TEXT EXCERPT
────

Performing bee removals to increase hive numbers or for income needs to be balanced with managing my own hives. It is a false economy to be chasing swarms if I’m unable to perform swarm prevention on my existing hives. The time spent, and remuneration received undertaking beehive removals needs to be weighed against managing my existing hives, ensuring their health and maximising honey yields. There is nothing more frustrating to be 60km from home collecting a swarm only to get a call to say one of your own hives is swarming!
Swarm removals come with their own challenges and conundrums. It always pays to ask lots of questions of the swarm caller before heading out to collect a swarm and always remember an inexperienced person can have a vastly different interpretation of reality when they are faced with the “terrifying” situation of a swarm of bees. Some people are terrible at estimation, and in my experience, the size of the swarm is invariably smaller, and the location higher than most people tell me. It also pays to ask how long the swarm has been there, has any other beekeeper been called, do I have permission to access the location and am I going to be paid? I have driven 50km to respond to a swarm call only to arrive and find another beekeeper already on the job. I’ve rushed out to deal with a “massive” swarm that I could just about carry away in my pocket!

────

PROVIDED MATERIAL
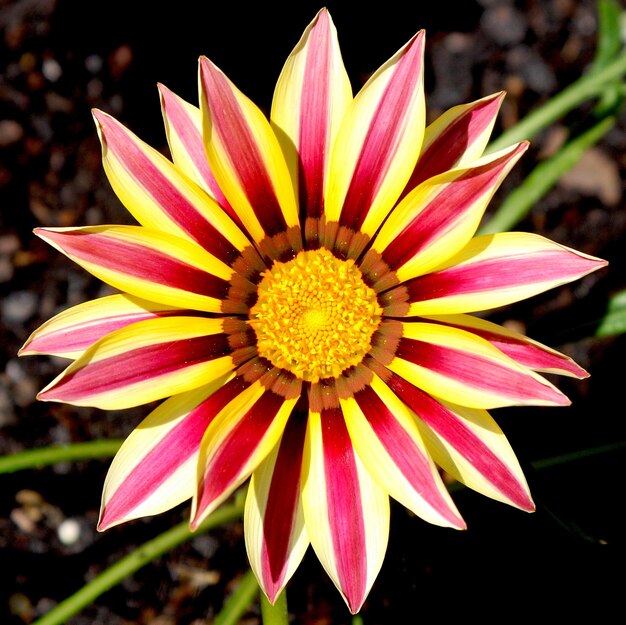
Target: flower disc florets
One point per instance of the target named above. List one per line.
(314, 315)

────

WORK REQUIRED
Say whether each statement agrees with the bee removal text above. Answer yes or no, and quote the words from the text that decide it.
(a) The writer has driven 50km to a swarm call and found another beekeeper already working on it.
(b) In the writer's experience, swarms usually turn out bigger than callers say.
(c) The writer calls chasing swarms a false economy when there is no time for swarm prevention on existing hives.

RESPONSE TO THE EXERCISE
(a) Yes: "I have driven 50km to respond to a swarm call only to arrive and find another beekeeper already on the job."
(b) No: "the size of the swarm is invariably smaller, and the location higher than most people tell me."
(c) Yes: "It is a false economy to be chasing swarms if I’m unable to perform swarm prevention on my existing hives."